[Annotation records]
......

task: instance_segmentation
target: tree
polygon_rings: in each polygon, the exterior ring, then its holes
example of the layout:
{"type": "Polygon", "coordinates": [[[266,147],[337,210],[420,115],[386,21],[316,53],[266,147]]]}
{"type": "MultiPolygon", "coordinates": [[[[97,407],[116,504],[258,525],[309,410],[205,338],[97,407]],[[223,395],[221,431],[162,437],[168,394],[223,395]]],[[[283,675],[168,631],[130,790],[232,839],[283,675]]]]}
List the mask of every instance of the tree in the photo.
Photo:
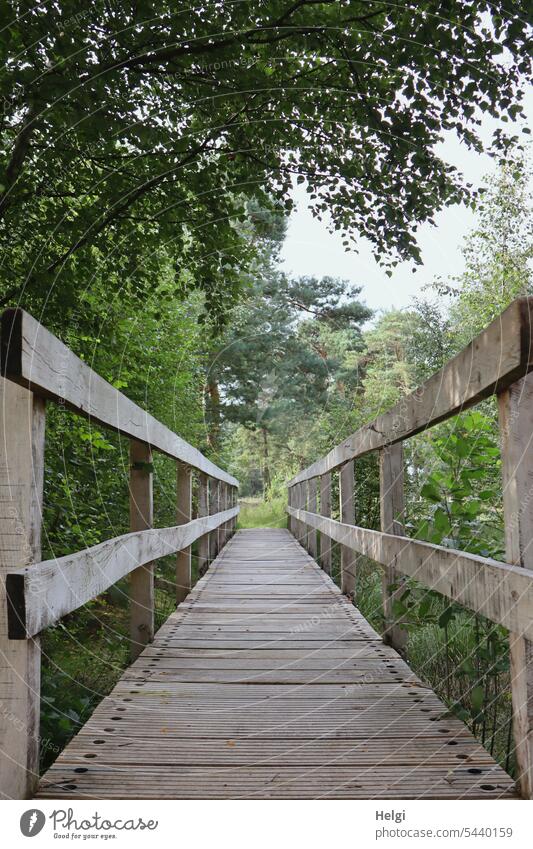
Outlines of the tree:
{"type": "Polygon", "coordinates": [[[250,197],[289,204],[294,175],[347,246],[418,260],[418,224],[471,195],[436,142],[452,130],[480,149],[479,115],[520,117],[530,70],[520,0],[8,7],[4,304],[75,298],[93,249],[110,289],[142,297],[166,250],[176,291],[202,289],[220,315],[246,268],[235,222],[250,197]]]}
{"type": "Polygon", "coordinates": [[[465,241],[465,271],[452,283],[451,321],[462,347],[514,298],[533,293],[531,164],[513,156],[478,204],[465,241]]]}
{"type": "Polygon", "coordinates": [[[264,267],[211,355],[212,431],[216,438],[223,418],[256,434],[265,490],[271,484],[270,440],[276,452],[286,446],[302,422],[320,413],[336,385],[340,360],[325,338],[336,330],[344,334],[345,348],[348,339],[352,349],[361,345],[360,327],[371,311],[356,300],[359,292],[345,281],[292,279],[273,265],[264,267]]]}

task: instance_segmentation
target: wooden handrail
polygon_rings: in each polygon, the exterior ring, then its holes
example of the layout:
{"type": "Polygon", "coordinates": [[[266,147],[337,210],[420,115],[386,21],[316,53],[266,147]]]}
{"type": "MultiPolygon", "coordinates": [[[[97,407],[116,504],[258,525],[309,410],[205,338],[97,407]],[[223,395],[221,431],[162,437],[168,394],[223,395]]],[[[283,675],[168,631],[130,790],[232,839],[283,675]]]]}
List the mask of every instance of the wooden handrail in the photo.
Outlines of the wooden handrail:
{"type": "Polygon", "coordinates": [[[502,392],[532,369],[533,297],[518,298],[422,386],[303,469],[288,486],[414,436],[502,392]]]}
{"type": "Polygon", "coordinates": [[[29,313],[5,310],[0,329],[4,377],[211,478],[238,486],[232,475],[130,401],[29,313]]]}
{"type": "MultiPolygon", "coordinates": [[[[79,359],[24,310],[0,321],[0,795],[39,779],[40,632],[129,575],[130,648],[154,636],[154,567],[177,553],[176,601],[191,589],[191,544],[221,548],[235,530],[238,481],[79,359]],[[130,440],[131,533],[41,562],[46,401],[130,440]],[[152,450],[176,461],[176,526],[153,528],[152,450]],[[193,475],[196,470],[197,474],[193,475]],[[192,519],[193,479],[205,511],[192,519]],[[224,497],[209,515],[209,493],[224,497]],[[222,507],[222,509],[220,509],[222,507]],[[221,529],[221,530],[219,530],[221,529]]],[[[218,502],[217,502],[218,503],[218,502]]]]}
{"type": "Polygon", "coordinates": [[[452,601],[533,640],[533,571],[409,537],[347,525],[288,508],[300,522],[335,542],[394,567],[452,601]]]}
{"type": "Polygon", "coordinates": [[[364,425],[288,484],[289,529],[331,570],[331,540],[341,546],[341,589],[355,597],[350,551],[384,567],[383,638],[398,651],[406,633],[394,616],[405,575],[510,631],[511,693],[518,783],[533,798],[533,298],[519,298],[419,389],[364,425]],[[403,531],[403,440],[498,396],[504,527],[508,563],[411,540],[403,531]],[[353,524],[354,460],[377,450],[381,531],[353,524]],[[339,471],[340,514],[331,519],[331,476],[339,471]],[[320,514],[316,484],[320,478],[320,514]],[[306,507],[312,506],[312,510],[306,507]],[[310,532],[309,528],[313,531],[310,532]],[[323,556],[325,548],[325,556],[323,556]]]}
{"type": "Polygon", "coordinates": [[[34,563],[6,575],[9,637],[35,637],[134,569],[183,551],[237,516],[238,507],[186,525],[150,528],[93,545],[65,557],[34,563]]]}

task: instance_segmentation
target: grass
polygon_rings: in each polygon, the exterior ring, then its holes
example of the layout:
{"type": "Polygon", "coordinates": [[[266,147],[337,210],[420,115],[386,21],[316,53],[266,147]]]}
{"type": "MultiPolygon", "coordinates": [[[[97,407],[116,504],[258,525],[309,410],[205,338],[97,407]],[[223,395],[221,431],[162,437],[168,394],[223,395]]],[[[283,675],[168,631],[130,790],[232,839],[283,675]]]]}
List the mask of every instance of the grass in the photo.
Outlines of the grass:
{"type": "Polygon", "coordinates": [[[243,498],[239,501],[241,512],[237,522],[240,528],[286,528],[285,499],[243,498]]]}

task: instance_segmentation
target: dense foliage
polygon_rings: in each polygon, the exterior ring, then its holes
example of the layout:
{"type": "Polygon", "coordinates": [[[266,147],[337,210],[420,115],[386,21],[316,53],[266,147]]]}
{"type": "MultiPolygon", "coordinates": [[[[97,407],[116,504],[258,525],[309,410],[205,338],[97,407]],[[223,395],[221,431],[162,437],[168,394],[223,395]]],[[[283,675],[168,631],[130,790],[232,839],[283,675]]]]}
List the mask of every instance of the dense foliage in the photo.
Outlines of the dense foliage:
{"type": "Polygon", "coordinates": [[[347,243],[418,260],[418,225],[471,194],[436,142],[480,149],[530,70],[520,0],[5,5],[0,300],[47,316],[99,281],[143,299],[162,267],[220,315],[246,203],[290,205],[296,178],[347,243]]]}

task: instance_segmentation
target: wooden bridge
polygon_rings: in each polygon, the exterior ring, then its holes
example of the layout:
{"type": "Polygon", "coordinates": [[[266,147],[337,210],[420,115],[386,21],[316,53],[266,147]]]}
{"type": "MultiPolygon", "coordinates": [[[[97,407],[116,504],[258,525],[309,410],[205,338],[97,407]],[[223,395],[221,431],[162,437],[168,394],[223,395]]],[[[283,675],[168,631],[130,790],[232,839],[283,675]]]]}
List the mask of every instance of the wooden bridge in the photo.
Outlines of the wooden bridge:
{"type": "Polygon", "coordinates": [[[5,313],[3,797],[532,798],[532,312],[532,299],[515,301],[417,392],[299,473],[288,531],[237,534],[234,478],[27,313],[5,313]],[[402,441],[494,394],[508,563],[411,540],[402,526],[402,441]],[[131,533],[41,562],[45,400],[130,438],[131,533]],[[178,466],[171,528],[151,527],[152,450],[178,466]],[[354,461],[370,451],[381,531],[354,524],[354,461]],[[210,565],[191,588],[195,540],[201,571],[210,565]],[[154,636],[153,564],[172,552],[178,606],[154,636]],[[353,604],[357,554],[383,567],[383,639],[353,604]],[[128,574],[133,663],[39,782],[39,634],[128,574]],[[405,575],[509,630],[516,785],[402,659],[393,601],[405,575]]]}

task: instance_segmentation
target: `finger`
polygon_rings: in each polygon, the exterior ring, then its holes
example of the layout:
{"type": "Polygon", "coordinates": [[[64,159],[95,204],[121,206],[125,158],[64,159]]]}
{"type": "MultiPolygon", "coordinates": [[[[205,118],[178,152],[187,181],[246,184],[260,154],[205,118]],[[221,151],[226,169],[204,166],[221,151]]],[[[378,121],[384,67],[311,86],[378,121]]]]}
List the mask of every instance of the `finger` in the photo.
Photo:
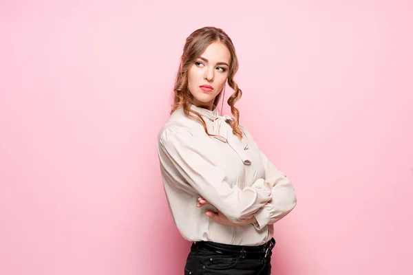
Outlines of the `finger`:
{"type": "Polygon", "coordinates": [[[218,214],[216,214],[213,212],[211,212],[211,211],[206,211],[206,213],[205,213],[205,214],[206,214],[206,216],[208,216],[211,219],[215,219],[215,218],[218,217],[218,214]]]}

......

• [Exercise directions]
Find every line of the material that contains the string "target", matching case, and copy each of those lines.

• [Task output]
target: tree
target: wooden handrail
target: grass
target: dense foliage
target: wooden bridge
target: `finger`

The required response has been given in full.